• Task directions
State how many lines of the records below contain the word "white". Give only the number.
^^^^
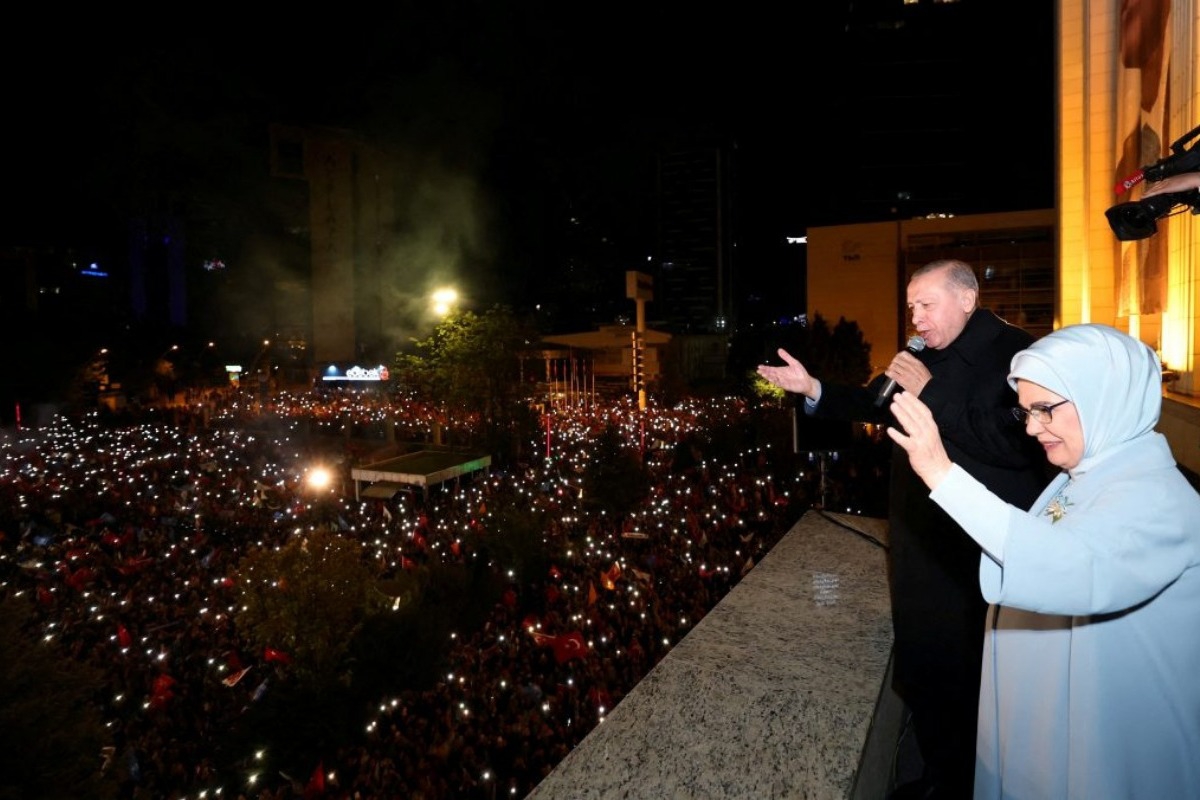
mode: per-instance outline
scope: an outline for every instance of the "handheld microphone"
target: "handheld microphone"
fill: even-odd
[[[904,345],[905,350],[917,355],[925,349],[925,339],[919,336],[908,337],[908,342]],[[875,398],[875,408],[883,408],[883,404],[892,399],[892,396],[896,392],[895,378],[888,378],[883,384],[883,389],[880,390],[880,396]]]

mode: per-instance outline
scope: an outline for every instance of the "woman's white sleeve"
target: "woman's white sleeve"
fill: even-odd
[[[929,497],[962,525],[994,561],[1004,563],[1004,541],[1010,516],[1016,511],[1014,506],[992,494],[958,464],[950,465],[950,471]]]

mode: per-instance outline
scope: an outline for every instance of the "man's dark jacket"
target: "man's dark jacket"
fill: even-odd
[[[1008,385],[1009,365],[1032,342],[980,308],[948,347],[917,354],[932,375],[920,399],[950,459],[1022,510],[1050,476],[1040,446],[1010,410],[1016,393]],[[881,374],[865,387],[822,385],[812,415],[895,425],[887,403],[875,407],[886,380]],[[892,450],[888,522],[894,686],[913,712],[926,764],[968,781],[986,612],[979,546],[929,499],[899,445]]]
^^^^
• Result
2